■ **Reading passage**:

== Segment start ==

NEW ORLEANS (AP) — A south Mississippi funeral home went back on an agreement to cremate an 86-year-old man after he died and paperwork showed he was gay, according to a lawsuit in state court.
Picayune Funeral Home had told a nephew in Colorado that Robert Huskey's body would be picked up and cremated for $1,795, and paperwork would be handled after his death, according to the lawsuit. But, it said, when the faxed-in form identified John Zawadski as Huskey's husband, the nursing home where Huskey died was told the company did not "deal with their kind."
"It was devastating. It was like losing an arm and throwing it in the garbage," said Zawadski, 83, who met Huskey in 1965 in Anaheim, California. The two lived together in California, Colorado, Wisconsin and Picayune, Mississippi, and married there on July 17, 2015, shortly after the U.S. Supreme Court struck down laws against same-sex marriage.
The funeral home's court papers deny the lawsuit's allegations. It "was filed without substantial justification, is frivolous, and is groundless in fact and law," say the papers filed March 28.
"This is not a civil rights case or a discrimination case," attorney Silas McCharen said in an email Tuesday, noting that the suit "sets forth only state law-based tort and contract claims."
Henrietta Brewer, who owns the funeral home with Ted Brewer, "denies she ever spoke the words 'deal with their kind' to anyone, including anyone at the nursing home ... Picayune Funeral Home has never refused to provide funeral services based on sexual orientation," McCharen wrote.
Although the suit asks for monetary damages, Zawadski said it has one aim: "That nobody else has to put up with this."
Huskey died May 11, 2016. The lawsuit was filed March 7. Lambda Legal , an LGBT nonprofit, joined it more recently and held a news conference Tuesday in a New Orleans suburb with Zawadski. He and Lambda Legal attorney Beth Littrell spoke with Associated Press by phone from Slidell, Louisiana.
Littrell said she's never heard of a funeral home refusing service because of sexual orientation. "That doesn't mean it has never happened. It means it's the first time that we have heard about and we have sued about it," she said.
"It's shocking, it's unbelievable, it's disgusting that even in somebody's death people can still hold prejudices," said John Gaspari of Denver, who is related by birth to Zawadski but grew up also knowing Huskey as an uncle and is executor for both men's estates.

== Segment end ==

■ **Entries provided**:
== Segment start ==

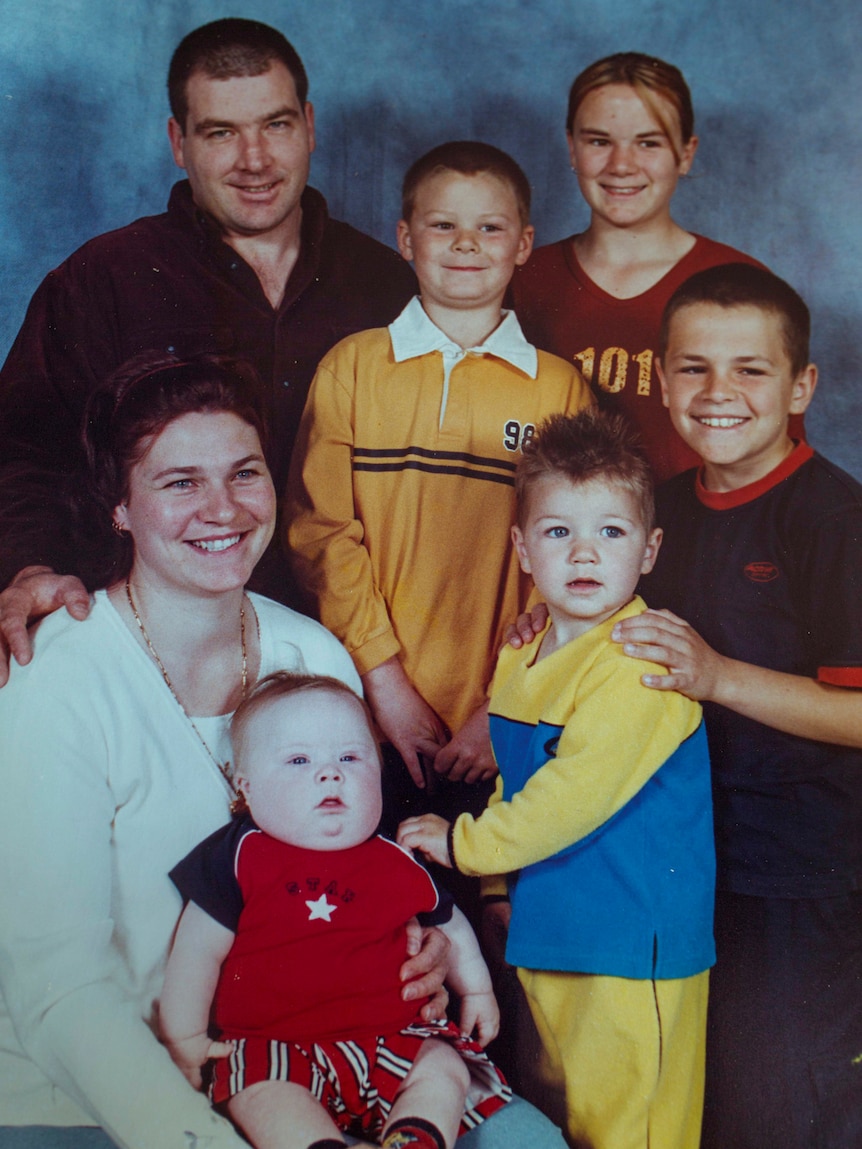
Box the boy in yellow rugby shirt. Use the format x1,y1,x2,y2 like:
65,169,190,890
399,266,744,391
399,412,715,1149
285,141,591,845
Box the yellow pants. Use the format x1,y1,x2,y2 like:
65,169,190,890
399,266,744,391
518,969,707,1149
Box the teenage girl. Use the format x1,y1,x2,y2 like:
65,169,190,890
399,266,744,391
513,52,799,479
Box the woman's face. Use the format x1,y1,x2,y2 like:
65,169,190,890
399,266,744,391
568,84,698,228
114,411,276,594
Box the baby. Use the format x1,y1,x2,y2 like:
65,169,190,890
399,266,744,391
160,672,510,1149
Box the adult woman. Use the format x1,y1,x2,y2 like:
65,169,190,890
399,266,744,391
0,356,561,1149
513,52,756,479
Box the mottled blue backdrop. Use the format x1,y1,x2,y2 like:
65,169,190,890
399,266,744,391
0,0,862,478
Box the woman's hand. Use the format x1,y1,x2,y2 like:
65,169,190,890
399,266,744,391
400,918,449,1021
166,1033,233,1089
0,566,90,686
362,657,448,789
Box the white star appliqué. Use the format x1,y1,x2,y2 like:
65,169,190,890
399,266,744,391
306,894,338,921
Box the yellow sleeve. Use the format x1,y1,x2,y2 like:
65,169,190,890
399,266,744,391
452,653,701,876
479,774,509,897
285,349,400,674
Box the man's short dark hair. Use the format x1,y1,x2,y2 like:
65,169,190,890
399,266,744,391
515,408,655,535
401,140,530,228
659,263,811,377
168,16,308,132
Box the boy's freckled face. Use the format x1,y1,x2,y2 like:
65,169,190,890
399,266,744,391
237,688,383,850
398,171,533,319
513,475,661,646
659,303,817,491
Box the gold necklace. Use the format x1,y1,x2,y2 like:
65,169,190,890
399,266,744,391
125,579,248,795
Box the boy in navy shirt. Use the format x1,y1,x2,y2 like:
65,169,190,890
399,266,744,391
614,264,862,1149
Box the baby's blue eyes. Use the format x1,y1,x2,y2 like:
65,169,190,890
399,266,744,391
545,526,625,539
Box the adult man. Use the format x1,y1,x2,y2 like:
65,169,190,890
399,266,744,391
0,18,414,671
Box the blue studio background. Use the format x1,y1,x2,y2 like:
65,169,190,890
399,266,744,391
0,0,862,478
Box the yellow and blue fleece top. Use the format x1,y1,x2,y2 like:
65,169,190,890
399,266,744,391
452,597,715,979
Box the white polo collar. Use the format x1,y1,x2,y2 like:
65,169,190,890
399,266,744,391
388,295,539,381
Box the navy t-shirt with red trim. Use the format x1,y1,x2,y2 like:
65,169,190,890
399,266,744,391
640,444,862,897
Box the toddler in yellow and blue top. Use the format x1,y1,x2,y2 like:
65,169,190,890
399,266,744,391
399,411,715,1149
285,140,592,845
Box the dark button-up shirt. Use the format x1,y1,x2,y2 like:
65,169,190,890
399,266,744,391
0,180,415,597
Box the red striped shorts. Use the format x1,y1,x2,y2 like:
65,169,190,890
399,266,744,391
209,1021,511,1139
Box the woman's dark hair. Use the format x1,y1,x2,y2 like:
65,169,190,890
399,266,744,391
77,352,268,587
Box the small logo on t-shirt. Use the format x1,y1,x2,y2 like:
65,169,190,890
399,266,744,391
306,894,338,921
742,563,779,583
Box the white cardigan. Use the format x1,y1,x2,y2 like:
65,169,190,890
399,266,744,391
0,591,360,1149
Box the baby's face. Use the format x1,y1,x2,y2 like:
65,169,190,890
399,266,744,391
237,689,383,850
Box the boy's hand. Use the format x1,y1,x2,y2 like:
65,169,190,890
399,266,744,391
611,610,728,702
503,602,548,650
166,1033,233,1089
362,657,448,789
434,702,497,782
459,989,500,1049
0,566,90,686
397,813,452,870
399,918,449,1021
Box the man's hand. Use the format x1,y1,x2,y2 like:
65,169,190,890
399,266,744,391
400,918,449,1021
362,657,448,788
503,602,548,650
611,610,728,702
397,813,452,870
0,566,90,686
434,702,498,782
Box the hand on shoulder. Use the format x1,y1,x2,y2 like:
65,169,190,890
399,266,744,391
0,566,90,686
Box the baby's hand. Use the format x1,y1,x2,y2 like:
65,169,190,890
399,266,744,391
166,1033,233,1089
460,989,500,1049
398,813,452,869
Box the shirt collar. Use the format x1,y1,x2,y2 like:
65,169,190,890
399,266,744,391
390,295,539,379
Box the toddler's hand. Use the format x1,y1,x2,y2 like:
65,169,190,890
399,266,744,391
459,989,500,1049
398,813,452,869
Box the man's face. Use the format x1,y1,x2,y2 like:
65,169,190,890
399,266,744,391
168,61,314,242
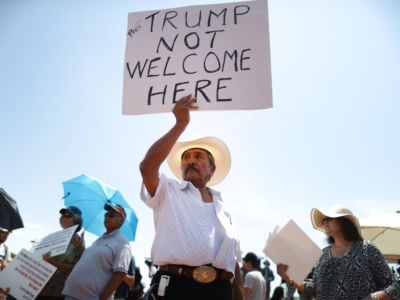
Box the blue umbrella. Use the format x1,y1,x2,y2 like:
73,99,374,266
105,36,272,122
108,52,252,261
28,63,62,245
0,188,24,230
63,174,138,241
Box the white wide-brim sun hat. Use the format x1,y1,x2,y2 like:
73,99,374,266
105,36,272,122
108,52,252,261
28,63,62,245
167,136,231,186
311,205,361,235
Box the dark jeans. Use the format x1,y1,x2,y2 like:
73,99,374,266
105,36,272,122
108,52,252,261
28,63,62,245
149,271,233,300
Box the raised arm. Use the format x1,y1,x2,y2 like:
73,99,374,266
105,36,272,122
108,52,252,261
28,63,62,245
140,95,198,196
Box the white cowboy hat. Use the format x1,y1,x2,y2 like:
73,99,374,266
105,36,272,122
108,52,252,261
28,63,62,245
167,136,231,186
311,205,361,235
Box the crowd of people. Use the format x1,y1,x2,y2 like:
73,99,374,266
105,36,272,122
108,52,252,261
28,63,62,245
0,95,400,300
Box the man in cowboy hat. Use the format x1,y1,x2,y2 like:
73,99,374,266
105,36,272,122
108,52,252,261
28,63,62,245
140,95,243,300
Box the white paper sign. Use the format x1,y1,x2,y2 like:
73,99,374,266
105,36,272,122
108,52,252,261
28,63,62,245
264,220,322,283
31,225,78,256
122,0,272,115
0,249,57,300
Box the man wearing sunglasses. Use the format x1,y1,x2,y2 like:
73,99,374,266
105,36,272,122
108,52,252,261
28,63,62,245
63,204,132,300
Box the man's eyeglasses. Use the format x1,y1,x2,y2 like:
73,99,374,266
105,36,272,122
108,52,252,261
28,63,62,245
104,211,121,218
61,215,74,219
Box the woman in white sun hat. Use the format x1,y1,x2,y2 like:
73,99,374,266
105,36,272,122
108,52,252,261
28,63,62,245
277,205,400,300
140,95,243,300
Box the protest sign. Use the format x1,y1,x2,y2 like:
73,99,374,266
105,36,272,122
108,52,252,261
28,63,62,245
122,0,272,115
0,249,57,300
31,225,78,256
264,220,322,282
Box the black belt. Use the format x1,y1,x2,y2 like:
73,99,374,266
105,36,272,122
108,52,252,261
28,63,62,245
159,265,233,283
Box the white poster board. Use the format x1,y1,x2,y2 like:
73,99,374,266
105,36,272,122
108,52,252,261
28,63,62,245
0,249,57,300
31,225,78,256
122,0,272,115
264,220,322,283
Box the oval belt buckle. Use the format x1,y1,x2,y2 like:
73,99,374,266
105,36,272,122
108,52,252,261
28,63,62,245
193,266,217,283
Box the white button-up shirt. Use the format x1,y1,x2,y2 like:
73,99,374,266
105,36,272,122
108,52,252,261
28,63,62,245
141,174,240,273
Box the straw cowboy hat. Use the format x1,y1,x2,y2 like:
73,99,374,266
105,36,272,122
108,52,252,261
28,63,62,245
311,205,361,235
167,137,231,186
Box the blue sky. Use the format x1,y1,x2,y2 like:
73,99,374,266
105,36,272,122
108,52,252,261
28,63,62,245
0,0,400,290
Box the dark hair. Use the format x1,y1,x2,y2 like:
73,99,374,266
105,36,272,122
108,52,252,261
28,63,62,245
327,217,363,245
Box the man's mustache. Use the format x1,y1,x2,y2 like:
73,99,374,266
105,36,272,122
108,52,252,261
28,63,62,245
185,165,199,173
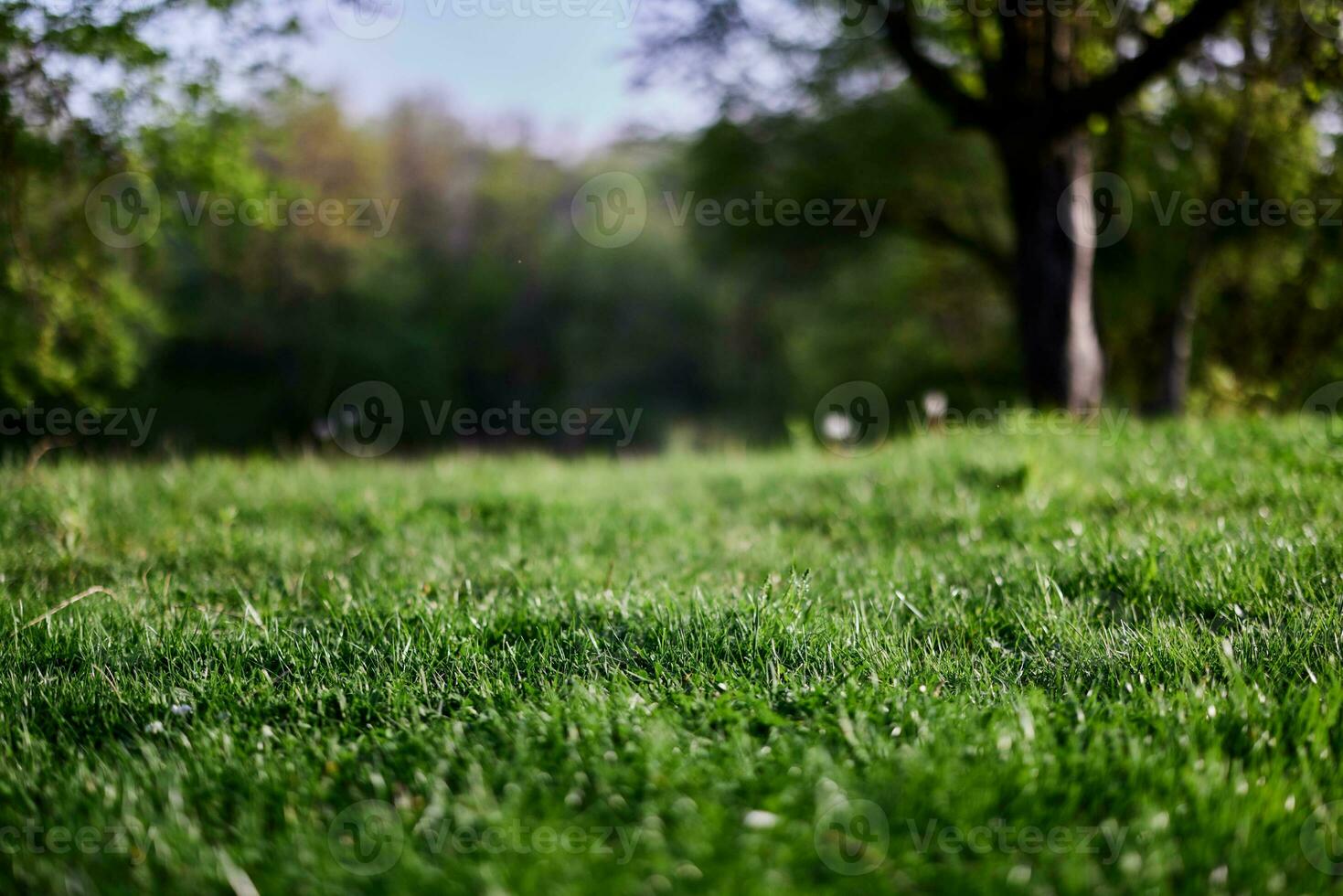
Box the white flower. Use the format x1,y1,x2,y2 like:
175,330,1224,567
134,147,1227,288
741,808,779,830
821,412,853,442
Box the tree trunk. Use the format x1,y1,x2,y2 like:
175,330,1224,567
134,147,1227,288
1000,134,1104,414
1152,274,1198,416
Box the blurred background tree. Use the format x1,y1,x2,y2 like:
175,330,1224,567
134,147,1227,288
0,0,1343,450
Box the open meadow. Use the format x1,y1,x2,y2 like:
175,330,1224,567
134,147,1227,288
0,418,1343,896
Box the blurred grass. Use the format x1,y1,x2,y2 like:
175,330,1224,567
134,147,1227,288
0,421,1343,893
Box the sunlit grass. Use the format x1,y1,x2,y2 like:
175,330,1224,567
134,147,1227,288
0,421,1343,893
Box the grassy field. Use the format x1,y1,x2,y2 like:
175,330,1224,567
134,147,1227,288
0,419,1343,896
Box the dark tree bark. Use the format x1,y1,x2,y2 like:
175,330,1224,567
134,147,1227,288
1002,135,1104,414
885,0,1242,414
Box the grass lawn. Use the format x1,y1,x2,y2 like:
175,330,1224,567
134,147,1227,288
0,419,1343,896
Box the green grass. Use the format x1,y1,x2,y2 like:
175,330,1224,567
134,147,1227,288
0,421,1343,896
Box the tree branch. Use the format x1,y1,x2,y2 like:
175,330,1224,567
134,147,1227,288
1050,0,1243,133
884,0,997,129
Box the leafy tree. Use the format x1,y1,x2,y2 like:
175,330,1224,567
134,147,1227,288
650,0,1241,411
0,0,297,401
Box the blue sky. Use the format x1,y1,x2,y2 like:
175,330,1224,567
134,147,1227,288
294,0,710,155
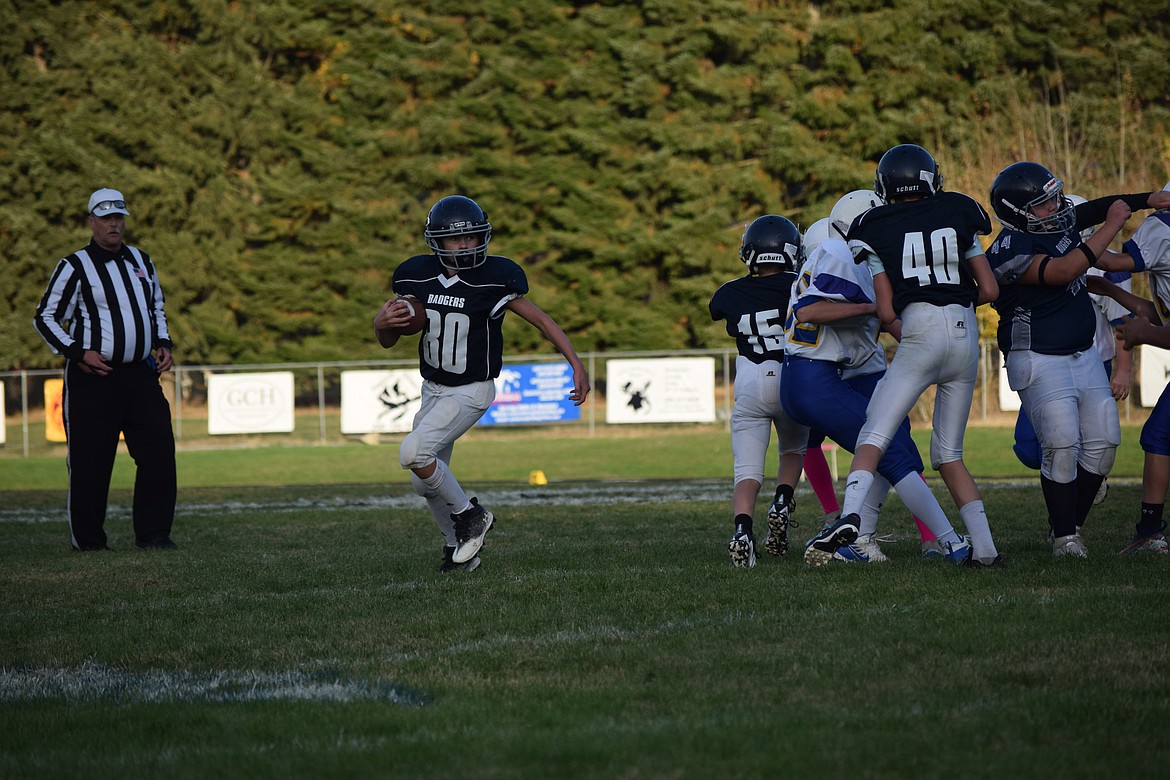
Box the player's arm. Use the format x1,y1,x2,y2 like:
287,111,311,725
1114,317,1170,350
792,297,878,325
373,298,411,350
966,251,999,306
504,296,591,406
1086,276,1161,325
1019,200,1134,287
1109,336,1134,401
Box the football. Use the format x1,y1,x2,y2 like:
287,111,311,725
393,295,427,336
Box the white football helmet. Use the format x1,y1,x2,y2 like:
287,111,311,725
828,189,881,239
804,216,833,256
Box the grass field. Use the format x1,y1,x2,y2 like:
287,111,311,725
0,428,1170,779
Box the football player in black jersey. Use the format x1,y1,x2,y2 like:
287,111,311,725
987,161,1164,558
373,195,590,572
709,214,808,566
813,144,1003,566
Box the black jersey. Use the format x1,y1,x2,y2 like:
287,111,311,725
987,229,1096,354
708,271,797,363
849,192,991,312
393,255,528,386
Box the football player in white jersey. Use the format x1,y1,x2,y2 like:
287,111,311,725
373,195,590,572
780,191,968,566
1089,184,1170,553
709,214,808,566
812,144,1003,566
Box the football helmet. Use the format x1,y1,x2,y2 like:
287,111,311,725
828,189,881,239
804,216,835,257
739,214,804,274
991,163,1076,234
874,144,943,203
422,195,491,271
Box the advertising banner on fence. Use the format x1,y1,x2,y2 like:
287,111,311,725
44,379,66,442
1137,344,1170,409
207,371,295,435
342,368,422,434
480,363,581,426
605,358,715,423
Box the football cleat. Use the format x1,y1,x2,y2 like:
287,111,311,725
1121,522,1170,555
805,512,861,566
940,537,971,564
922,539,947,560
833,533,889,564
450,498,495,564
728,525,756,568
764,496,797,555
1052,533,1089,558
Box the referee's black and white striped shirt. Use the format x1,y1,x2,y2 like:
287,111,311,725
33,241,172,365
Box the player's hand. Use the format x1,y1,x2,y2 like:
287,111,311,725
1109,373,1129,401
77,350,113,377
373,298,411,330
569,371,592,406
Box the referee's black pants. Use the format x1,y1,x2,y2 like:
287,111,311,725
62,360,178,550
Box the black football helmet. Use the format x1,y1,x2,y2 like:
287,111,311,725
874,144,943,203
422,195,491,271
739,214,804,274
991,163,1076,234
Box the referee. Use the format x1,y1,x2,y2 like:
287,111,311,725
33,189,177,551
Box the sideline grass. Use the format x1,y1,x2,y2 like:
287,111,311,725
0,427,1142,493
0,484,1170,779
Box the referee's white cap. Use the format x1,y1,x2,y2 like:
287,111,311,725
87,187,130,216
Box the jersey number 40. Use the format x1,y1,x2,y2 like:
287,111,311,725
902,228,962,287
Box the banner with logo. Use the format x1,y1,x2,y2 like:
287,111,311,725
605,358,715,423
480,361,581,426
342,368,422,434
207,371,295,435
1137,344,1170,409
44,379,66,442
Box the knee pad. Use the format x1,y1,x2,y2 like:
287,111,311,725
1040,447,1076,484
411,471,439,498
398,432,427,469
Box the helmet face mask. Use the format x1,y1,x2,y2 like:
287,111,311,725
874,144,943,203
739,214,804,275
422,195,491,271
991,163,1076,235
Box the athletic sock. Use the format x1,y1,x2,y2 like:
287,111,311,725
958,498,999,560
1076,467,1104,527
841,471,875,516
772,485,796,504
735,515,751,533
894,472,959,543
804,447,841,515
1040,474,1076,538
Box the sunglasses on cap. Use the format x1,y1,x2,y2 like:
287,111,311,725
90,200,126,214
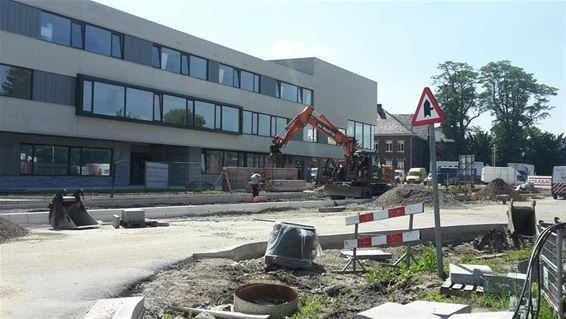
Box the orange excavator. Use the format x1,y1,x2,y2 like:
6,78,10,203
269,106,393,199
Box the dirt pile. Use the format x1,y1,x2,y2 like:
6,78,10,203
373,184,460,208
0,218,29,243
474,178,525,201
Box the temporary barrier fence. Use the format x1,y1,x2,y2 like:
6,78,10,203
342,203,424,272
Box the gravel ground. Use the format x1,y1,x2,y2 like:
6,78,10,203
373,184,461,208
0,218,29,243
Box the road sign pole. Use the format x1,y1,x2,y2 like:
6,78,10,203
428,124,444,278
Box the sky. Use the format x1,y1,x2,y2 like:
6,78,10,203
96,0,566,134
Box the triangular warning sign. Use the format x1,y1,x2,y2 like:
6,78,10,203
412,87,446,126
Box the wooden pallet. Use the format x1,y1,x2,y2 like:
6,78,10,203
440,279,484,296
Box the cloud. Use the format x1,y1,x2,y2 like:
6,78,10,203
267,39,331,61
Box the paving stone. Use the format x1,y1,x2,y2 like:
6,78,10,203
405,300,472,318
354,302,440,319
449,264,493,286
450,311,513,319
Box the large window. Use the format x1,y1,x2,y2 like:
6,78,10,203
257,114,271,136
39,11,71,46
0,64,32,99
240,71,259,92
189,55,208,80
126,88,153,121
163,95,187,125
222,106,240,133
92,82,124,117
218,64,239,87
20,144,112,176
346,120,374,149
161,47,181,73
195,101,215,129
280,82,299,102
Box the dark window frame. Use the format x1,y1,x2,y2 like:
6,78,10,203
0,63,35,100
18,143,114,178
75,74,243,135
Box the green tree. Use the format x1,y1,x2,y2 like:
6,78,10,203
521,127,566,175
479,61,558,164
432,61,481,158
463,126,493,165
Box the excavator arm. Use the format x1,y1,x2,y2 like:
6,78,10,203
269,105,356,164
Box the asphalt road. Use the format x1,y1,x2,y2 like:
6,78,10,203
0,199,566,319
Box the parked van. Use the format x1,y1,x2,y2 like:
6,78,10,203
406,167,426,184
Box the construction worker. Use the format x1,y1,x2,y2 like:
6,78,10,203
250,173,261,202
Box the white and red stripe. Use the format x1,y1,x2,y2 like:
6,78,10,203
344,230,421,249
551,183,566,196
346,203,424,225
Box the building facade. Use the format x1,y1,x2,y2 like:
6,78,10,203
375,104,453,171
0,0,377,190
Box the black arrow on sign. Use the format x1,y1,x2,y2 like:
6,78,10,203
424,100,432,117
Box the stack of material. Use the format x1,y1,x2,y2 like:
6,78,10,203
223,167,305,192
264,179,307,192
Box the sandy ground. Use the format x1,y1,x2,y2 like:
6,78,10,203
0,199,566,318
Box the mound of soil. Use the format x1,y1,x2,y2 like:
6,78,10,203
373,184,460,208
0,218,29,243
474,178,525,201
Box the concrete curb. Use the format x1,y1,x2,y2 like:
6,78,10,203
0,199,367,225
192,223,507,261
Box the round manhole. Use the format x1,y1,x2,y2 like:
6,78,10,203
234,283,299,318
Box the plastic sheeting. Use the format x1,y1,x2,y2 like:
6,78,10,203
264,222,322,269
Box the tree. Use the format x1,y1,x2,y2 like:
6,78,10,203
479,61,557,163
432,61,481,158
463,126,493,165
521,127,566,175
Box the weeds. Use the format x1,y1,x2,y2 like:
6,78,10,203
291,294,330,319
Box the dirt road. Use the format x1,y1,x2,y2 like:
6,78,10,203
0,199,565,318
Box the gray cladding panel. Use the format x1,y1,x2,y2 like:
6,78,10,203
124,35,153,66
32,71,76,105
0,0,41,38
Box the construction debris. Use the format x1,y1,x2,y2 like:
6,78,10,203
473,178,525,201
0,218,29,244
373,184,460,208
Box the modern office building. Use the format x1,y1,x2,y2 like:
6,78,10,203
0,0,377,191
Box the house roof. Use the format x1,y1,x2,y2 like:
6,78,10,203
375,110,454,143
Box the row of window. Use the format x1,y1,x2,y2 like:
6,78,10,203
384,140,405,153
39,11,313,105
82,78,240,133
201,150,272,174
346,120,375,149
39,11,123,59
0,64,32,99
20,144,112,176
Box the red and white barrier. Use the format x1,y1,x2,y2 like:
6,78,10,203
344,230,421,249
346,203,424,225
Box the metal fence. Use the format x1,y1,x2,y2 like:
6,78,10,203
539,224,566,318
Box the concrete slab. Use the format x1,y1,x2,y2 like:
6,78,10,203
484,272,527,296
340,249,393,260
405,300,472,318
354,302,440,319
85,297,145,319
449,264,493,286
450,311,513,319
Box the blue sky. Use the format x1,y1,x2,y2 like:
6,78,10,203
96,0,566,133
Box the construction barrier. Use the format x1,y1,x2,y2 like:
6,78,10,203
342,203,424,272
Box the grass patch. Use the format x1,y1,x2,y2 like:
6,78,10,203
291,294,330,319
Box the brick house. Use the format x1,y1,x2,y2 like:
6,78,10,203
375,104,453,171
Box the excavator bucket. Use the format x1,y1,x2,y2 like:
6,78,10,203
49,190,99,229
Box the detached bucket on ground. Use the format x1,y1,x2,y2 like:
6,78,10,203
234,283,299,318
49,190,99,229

== Segment end ==

■ **Work task 1**: List every place that the funeral home lawsuit article names as somewhere Huskey and Zawadski lived together.
■ **Work task 2**:
Answer these from the funeral home lawsuit article.
(a) What price was the nephew quoted for picking up and cremating Huskey's body?
(b) On what date did the funeral home file the court papers that deny the allegations?
(c) On what date did Huskey die?

■ **Response 1**: California, Colorado, Wisconsin, Picayune (Mississippi)

■ **Response 2**:
(a) $1,795
(b) March 28
(c) May 11, 2016